# START OF Text block

2  Types of sketches

Visual representations capture the nuances of the ideas, designs or even expressions of the thinker. In the context of this post, they can be classified into three types.

First type of representations includes ‘work in progress’ sketches, that represent evolving thoughts at different stages to support the flow of creative ideas and images. They are intermediate representations of some potential real world objects or images. We referred to them as thinking sketches. They are not drawn for the viewers, but to support creator’s messy thought process and drive the thoughts forward. So, they afford considerable freedom in the way they are and can be executed. This post is only about the thinking sketches.

Second type of visual representations include those sketches which eventually become the final outcome of creator’s action. Paintings, posters, book covers, photographs, animation characters, caricatures and scenes, are to be viewed and appreciated as end products, either as originals or as reproductions. In semiotic terms, they contain intentionally built signs of what they are meant to represent.

These representations are created with intensity, love and care. In art and design, they involve conscious efforts to add value to the creation. In photographing the objects care is taken in framing the contents, creating background props, arranging lighting and selecting lens. In cartoons and caricatures exaggeration is not uncommon to focus on characteristic features of the object.

# END OF Text block

■ **Problems and tasks**:
A) In the passage on types of sketches, what name is given to the "work in progress" sketches?
B) Pick up the passage on types of sketches after its final sentence and carry it forward.
The records have no connection to the passage on types of sketches.

# START OF Data provided

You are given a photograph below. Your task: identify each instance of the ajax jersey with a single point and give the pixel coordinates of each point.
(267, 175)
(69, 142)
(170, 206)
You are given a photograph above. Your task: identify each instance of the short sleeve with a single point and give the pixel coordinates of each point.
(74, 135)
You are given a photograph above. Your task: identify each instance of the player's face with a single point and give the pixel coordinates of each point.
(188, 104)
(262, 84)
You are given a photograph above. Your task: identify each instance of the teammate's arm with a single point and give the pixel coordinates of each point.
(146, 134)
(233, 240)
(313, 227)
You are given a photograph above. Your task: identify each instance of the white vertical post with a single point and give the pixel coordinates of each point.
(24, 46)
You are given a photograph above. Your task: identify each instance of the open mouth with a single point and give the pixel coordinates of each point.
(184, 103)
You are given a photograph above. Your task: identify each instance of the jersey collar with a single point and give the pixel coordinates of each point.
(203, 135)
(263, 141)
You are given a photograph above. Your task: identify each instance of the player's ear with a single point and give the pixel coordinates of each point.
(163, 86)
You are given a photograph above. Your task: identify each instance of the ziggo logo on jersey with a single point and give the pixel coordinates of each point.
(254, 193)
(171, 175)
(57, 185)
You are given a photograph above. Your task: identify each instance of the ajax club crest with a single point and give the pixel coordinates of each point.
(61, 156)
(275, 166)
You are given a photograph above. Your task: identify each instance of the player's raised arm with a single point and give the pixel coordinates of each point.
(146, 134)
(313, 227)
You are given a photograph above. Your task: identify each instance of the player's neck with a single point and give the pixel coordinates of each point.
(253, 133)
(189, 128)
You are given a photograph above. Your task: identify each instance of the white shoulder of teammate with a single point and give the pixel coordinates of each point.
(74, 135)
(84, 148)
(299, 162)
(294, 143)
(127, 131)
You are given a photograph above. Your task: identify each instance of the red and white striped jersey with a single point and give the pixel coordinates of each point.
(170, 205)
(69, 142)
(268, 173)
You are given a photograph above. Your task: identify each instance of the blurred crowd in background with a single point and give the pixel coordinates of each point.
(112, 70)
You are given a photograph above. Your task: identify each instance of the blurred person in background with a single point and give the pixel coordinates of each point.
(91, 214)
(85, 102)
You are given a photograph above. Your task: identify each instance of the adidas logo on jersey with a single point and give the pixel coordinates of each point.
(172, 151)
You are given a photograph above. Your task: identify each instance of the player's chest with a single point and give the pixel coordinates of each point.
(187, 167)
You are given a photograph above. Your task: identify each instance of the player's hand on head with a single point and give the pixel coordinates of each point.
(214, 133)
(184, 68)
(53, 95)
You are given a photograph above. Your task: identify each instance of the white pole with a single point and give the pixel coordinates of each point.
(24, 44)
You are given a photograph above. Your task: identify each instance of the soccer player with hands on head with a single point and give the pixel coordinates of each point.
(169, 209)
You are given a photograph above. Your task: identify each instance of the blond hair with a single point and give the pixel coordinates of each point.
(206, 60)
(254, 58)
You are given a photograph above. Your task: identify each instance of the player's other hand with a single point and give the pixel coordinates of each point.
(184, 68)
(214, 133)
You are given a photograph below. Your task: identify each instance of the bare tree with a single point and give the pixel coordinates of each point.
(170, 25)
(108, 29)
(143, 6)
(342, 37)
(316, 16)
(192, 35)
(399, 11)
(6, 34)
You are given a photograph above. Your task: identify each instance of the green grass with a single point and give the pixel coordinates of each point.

# END OF Data provided

■ **Results in order**:
A) Thinking sketches.

B)
Adding value is even more critical in commissioned works like buildings and products. This type of representations are likely to be used to communicate ideas of what designer has in mind to the clients or the teams, mainly to persuade them to accept the proposal. These are most often impressively rendered drawings that vary from photo-realistic presentations to somewhat stylized, often little exaggerated sketches. You tend to make an ordinary object or a building appear dramatic by choice of angle, light position and rendering.

Mixing the two types can be problematic. There is this tendency to apply the techniques used in the second type of sketching to embellish the thought sketches. It can be completely counter productive, if so much time is spend on making them look pretty.

For record, there is a third type too, which is a combination of both. There purpose is to get someone else to work further on them or construct them in 3D later. They use codes that are shared by the team who will later use these representations. So, it may be orthographic, correctly drawn exploded views or perspectives. They have to be more accurate than pretty.

3   This is also true in writing. Most people make drafts and read and refine them further. Perhaps this may be true in music.

4   McKim R. H., (1972) Experiences in visual thinking. Brooks/Cole

5  Athavankar U., (1999) Gestures, mental imagery and spatial reasoning. Preprints of the International Conference on Visual and Spatial Reasoning, MIT, Cambridge, June 15-17

6  With limited time and cognitive resource at hand, it does not make sense to redraw the entire idea with small modification. The traditional practice of using overlays of tracing papers to draw only the modified parts of the idea on the next tracing saved time, efforts and thus spared cognitive resource. Now of course the digital equivalents are in vogue.

7 The concept is similar to Donald Shon’s idea of moves and reflections. We will touch his seminal work ‘Reflective Practitioner’ in later post.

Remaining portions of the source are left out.